__Requirement A__: Quote the subdir quotas thread below, starting at "Henry C Chang <henry_c_chang@xxxxxxxxxxxxxxxxxxx>" and ending at "doing right now.".

__Page excerpt__:
<<<<

Re: subdir quotas

Henry C Chang <henry_c_chang@xxxxxxxxxxxxxxxxxxx> · Fri, 4 Jun 2010 11:19:24 +0800

Hi Sage,

On Thu, Jun 3, 2010 at 3:48 AM, Sage Weil <sage@xxxxxxxxxxxx> wrote:
> On Wed, 2 Jun 2010, Henry C Chang wrote:
>> Yes, I am interested and that's what I am doing right now.
>> In fact, we have a clone of ceph on github, and have had a "quick"
>> implementation already. You can get it from:
>>
>> http://github.com/tcloud/ceph/tree/folder-quota
>> http://github.com/tcloud/ceph-client-standalone/tree/folder-quota
>
> Oh, cool.  I'll take a look at this today.
>
>> To allow switching quota on/off, we added the option/configuration on both
>> client and server sides. To enable folder quota, you need to mount ceph with
>> "-o folder_quota=1" on client side. On server side, you need to add
>> "folder quota = 1" in the global section of ceph config file. We also
>> implemented a tool to set/unset/get/list quota limits on folders.
>>
>> To enforce the quota more precisely, our imlementation, however, sacrifies
>> the writing throughput and introduces more traffic:
>>
>> 1. We modified the max_size request-reply behaviour between client and mds.
>>    Our client requests a new max_size only when endoff > max_size. (i.e., it
>>    will not pre-request a larger max-size when it's approached the max_size.)
>>
>> 2. Our client requests a constant 4 MB (the object size) every time. This
>>    degrades the throughput significantly. (It used to request more and more.)
>
> Is this just to reduce the amount by which we might overshoot?  I would
> try to make it a tunable, maybe ('max size slop' or something) so that it

Great!

> preserves the current doubling logic but caps it at some value, so the
> admin can trade throughput vs quota precision.  And/or we can make it also
> dynamic reduce that window as the user approaches the limit.

Yes. But if there are multiple clients writing one subtree concurrently, it is
a little bit difficult to say if we are approaching the limit.... we
need to know
how many clients are writing to the same subtree...

>
>> Anyway, it is the initial implementation. I will take your comments into
>> consideration and try to revise the current implementation. Of course, I will
>> need your help on rstat propagation issue 'cause I have no clue right now
>> and have to dig the mds source code more to understand the existing
>> implementation. :)
>
> Sure.
>
>> A few questions about ceph testing:
>> - When will a subtree be fragmented?
>> - Can I force a subtree to be framented to faciliate testing?
>
> By default the load balancer goes every 30 seconds.  You can turn on mds
> 'thrashing' that will export random directories to random nodes (to stress
> test the migration), but that is probably overkill.

>>>>

__Requirement B__: Rewrite the lines of the listing below starting at the line containing "Pick out the bridge roadway." and ending at the last line of the listing, swapping "Encode" for "Format" and leaving all else the same. Return only those lines.

(Dataset excerpt)

<<<<

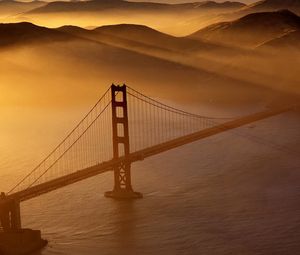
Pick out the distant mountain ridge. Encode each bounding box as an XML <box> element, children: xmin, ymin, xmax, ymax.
<box><xmin>237</xmin><ymin>0</ymin><xmax>300</xmax><ymax>15</ymax></box>
<box><xmin>190</xmin><ymin>10</ymin><xmax>300</xmax><ymax>47</ymax></box>
<box><xmin>0</xmin><ymin>22</ymin><xmax>72</xmax><ymax>46</ymax></box>
<box><xmin>25</xmin><ymin>0</ymin><xmax>245</xmax><ymax>14</ymax></box>
<box><xmin>0</xmin><ymin>0</ymin><xmax>47</xmax><ymax>16</ymax></box>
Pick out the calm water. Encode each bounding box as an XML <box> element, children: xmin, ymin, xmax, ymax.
<box><xmin>0</xmin><ymin>102</ymin><xmax>300</xmax><ymax>255</ymax></box>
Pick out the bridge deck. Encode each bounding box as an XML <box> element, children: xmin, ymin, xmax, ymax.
<box><xmin>8</xmin><ymin>107</ymin><xmax>292</xmax><ymax>201</ymax></box>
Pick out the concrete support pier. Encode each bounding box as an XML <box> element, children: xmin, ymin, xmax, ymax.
<box><xmin>0</xmin><ymin>229</ymin><xmax>48</xmax><ymax>255</ymax></box>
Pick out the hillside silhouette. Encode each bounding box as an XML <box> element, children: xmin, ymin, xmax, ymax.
<box><xmin>29</xmin><ymin>0</ymin><xmax>245</xmax><ymax>13</ymax></box>
<box><xmin>0</xmin><ymin>0</ymin><xmax>47</xmax><ymax>18</ymax></box>
<box><xmin>191</xmin><ymin>10</ymin><xmax>300</xmax><ymax>47</ymax></box>
<box><xmin>0</xmin><ymin>22</ymin><xmax>72</xmax><ymax>46</ymax></box>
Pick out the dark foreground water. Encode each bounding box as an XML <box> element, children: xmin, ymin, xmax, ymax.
<box><xmin>0</xmin><ymin>106</ymin><xmax>300</xmax><ymax>255</ymax></box>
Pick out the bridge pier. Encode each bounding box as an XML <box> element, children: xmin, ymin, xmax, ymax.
<box><xmin>0</xmin><ymin>193</ymin><xmax>21</xmax><ymax>231</ymax></box>
<box><xmin>104</xmin><ymin>84</ymin><xmax>143</xmax><ymax>199</ymax></box>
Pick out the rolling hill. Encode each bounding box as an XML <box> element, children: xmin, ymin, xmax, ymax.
<box><xmin>190</xmin><ymin>10</ymin><xmax>300</xmax><ymax>48</ymax></box>
<box><xmin>0</xmin><ymin>0</ymin><xmax>47</xmax><ymax>18</ymax></box>
<box><xmin>29</xmin><ymin>0</ymin><xmax>245</xmax><ymax>14</ymax></box>
<box><xmin>240</xmin><ymin>0</ymin><xmax>300</xmax><ymax>15</ymax></box>
<box><xmin>0</xmin><ymin>22</ymin><xmax>72</xmax><ymax>46</ymax></box>
<box><xmin>259</xmin><ymin>30</ymin><xmax>300</xmax><ymax>50</ymax></box>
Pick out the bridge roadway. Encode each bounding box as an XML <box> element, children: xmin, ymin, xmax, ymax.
<box><xmin>8</xmin><ymin>107</ymin><xmax>293</xmax><ymax>202</ymax></box>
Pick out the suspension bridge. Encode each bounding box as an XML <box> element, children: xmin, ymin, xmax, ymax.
<box><xmin>0</xmin><ymin>85</ymin><xmax>291</xmax><ymax>231</ymax></box>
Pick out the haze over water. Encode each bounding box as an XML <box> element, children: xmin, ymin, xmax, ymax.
<box><xmin>1</xmin><ymin>91</ymin><xmax>300</xmax><ymax>254</ymax></box>
<box><xmin>0</xmin><ymin>0</ymin><xmax>300</xmax><ymax>255</ymax></box>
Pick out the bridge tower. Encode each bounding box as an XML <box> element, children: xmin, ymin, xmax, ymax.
<box><xmin>105</xmin><ymin>84</ymin><xmax>142</xmax><ymax>199</ymax></box>
<box><xmin>0</xmin><ymin>192</ymin><xmax>21</xmax><ymax>231</ymax></box>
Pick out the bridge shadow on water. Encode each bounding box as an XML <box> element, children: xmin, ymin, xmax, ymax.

>>>>

__Full response A__:
Henry C Chang <henry_c_chang@xxxxxxxxxxxxxxxxxxx> · Fri, 4 Jun 2010 11:19:24 +0800

Hi Sage,

On Thu, Jun 3, 2010 at 3:48 AM, Sage Weil <sage@xxxxxxxxxxxx> wrote:
> On Wed, 2 Jun 2010, Henry C Chang wrote:
>> Yes, I am interested and that's what I am doing right now.

__Full response B__:
Pick out the bridge roadway. Format each bounding box as an XML <box> element, children: xmin, ymin, xmax, ymax.
<box><xmin>8</xmin><ymin>107</ymin><xmax>293</xmax><ymax>202</ymax></box>
Pick out the suspension bridge. Format each bounding box as an XML <box> element, children: xmin, ymin, xmax, ymax.
<box><xmin>0</xmin><ymin>85</ymin><xmax>291</xmax><ymax>231</ymax></box>
Pick out the haze over water. Format each bounding box as an XML <box> element, children: xmin, ymin, xmax, ymax.
<box><xmin>1</xmin><ymin>91</ymin><xmax>300</xmax><ymax>254</ymax></box>
<box><xmin>0</xmin><ymin>0</ymin><xmax>300</xmax><ymax>255</ymax></box>
Pick out the bridge tower. Format each bounding box as an XML <box> element, children: xmin, ymin, xmax, ymax.
<box><xmin>105</xmin><ymin>84</ymin><xmax>142</xmax><ymax>199</ymax></box>
<box><xmin>0</xmin><ymin>192</ymin><xmax>21</xmax><ymax>231</ymax></box>
Pick out the bridge shadow on water. Format each bounding box as an XML <box> element, children: xmin, ymin, xmax, ymax.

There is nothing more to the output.